**** ОТРЫВОК ДЛЯ ЧТЕНИЯ ****
Сначала – про мое личное удивление в Израиле, когда я узнал, что израильтяне, оказывается, не подозревали о близком начале войны. Я в октябре 1973 года - рядовой гражданин города Питера, не имевший допуска ни к каким секретам, но по обычаям совков вычитывавший всю нужную информацию из намеков в газетах, так вот, читая советскую прессу, совершенно точно понимал, что война начнется со дня на день. Египтяне показали себя профессионально большими молодцами, запудривши заносчивые мозги израильской верхушке, и я, естественно, не могу этому радоваться, все-таки проиграли  мои люди, моя сторона, но - правда есть правда...

Тот год запомнился мне еще фактом... Для начала старый советский анекдот: воскресший Наполеон читает газету «Правда» и грустно роняет: «Была б у меня такая газета, шиш бы кто узнал про Ватерлоо»... В декабре, через два месяца после окончания войны Судного дня, я лежал в Институте скорой помощи в Ленинграде, и к нам в палату поступил новый больной, молодой паренек. Мы, конечно, расспрашивали, что у них там, «на воле». Новичок восторженно рассказывал про полный разгром евреев, про то, как Голда Меир рвет волосики на седой головке... Ему об этом только что на политзанятиях высокий военный чин рассказал... В тот момент кто-то в палате включил приемник, и донеслись последние известия по Би-би-си: «Сегодня состоялся обмен пленными между Израилем, Египтом и Сирией. На родину возвращено свыше восьми тысяч военнопленных-арабов и свыше 270 пленных евреев» (цифры привожу по памяти,  примерные, но соотношение – вроде такое).  Новичок аж взвыл! Это  говорится к тому, что российская масса  долго и простодушно доверяла советской пропаганде: «В газетах написано...». Она полностью сохранила это наивное свойство, переехав в Израиль и читая вроде бы другие газеты...

 

                        *            *            *

 

Здесь я временно оставлю арабов, и Садата, и Арафата, и Асада и прочих, и переключаясь на еврейскую сторону событий: в те послевоенные годы в Израиле произошел важнейший сдвиг истории, обусловивший цивилизационный скачок. Сначала скачок захватил  евреев, потом, как всегда с опозданием, но перекинулся на и окружающих арабов.

Итак, для Израиля война завершилась победой – по моей оценке, самой выдающейся в истории Армии обороны Израиля. Если в Шестидневную войну на евреев работали все-таки внешние факторы, случайные, психологические - внезапность первой атаки, бездарность полевого руководства маршала Амера, фактор арабской хвастливости, угрожавшей Израилю «немедленным уничтожением» и заставившей евреев напрягать все моральные силы до предела, то в новую войну похожие факторы работали против Израиля. Поэтому кампания была выиграна за счет чистого превосходства  на поле боя, и если говорить шире – за счет преимуществ общественного строя, при котором гражданин всеми силами помогает своей армии (пожилой хозяин некоей гостиницы в Тверии, в прошлом еврей из СССР, рассказывал мне: «Услышал, что на Голанах идет война, и взял машину, и поехал: может, чем-то пригожусь, что-то подвезу или отвезу... Вывозил  раненых»).
****
ЗАДАНИЕ A »
Где, согласно отрывку о войне Судного дня, лежал автор в декабре, через два месяца после окончания войны?
ЗАДАНИЕ B »
Напишите продолжение отрывка о войне Судного дня, начав сразу после его последней фразы.
Записи взяты из другого источника.
**** ПЕРЕЧЕНЬ ЗАПИСЕЙ ****
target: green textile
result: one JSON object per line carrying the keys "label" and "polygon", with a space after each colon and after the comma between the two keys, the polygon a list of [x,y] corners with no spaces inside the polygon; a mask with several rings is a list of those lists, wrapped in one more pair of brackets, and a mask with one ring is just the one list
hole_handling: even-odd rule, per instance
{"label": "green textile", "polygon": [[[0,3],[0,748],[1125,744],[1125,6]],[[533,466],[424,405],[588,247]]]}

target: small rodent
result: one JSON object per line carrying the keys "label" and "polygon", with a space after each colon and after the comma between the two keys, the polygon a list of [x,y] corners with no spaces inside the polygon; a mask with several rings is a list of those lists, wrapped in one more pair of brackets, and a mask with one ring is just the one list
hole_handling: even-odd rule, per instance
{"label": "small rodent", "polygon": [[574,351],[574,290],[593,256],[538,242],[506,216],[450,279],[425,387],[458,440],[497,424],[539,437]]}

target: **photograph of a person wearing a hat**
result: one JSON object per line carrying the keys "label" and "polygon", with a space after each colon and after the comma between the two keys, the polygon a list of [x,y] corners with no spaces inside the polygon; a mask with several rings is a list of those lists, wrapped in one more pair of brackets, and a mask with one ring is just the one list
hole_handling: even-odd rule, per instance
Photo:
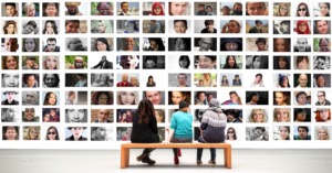
{"label": "photograph of a person wearing a hat", "polygon": [[17,91],[10,90],[10,91],[3,91],[3,95],[6,96],[6,99],[1,101],[2,105],[19,105],[19,101],[15,100]]}
{"label": "photograph of a person wearing a hat", "polygon": [[65,2],[65,15],[83,15],[79,10],[81,2]]}
{"label": "photograph of a person wearing a hat", "polygon": [[86,127],[68,127],[68,129],[72,132],[72,136],[66,138],[66,141],[87,141],[87,138],[82,136]]}

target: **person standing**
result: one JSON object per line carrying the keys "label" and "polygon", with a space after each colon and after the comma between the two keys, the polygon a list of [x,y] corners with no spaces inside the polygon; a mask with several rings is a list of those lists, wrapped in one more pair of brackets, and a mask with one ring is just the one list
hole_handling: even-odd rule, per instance
{"label": "person standing", "polygon": [[[137,112],[133,117],[133,130],[131,136],[133,143],[158,143],[162,138],[158,134],[155,108],[147,98],[141,100]],[[143,153],[136,158],[137,161],[153,165],[156,161],[149,159],[149,154],[155,149],[144,149]]]}
{"label": "person standing", "polygon": [[[191,143],[193,142],[193,115],[189,112],[189,104],[179,102],[179,111],[172,115],[169,136],[166,142],[172,143]],[[173,149],[174,164],[179,164],[178,156],[181,155],[180,150]]]}
{"label": "person standing", "polygon": [[[200,137],[198,142],[201,143],[219,143],[225,142],[225,128],[227,125],[227,117],[219,107],[218,99],[212,98],[209,102],[208,110],[203,115],[200,122]],[[210,165],[216,165],[216,149],[210,149],[211,159]],[[203,149],[197,149],[197,165],[201,165]]]}

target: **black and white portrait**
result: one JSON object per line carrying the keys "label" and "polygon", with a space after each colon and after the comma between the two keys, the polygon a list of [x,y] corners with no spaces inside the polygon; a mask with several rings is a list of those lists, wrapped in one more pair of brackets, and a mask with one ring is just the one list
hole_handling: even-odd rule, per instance
{"label": "black and white portrait", "polygon": [[331,69],[331,56],[313,56],[313,69]]}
****
ПИСЬМЕННЫЙ ОТВЕТ A »
В Институте скорой помощи в Ленинграде.

ПИСЬМЕННЫЙ ОТВЕТ B »
Но этому населению после войны, пусть победной, казалось (и справедливо), что его прославленные лидеры, образно говоря, «прокакали» кампанию. Слишком обширный обнаружился в сложившейся системе бардак и балаган...  Прошли массовые выступления народа. Голду Меир и Моше Даяна сместили с главенствующих постов. Новым главой выбрали человека,  непричастного к проигранным битвам и к сопутствующему бардаку, - бывшего главнокомандующего в Шестидневную войну, только что завершившего свою каденцию на посту посла Израиля в США – Ицхака Рабина.  Он был «саброй» - евреем, родившимся и выросшим в стране, символом нового начала в политической истории Израиля. На очередных выборах партия социалистов одержала  традиционную победу, правительство виделось серьезным и перспективным, тем паче, что вторым номером у Рабина шел министр обороны Перес, еще со времен Бен-Гуриона считавшийся новатором, сторонником обновления хозяйства и системы управления страной. Невозможно сегодня даже представить, с какой надеждой всматривались избиратели в нового главу правительства: наконец-то старых местечковых «голов» сменил человек нового типа, блестящий генерал, успешный посол. Уж они-то с Пересом реформируют нам страну!

Но – быстро возникло впечатление, что Рабин не делал... ничего. Просто - ничего не решал. Генерал, прославленный в сражениях, на каждом шагу в новой должности обнаруживал, насколько он нерешителен... Вот пример. Террористы германской «Красной армии» захватили в воздухе французский пассажирский самолет и посадили его в Уганде (согласовав с местным диктатором Амином). Отделили заложников, пассажиров-евреев. Правительство Рабина подготовило фантастическую спасательную операцию: послало отряд воздушных десантников  за 1300 километров от Израиля. Так вот, Рабин дал верховную санкцию премьера на операцию (готовил ее - из гражданских лиц – лишь министр обороны Перес) тогда, когда самолеты уже...  взлетели в воздух.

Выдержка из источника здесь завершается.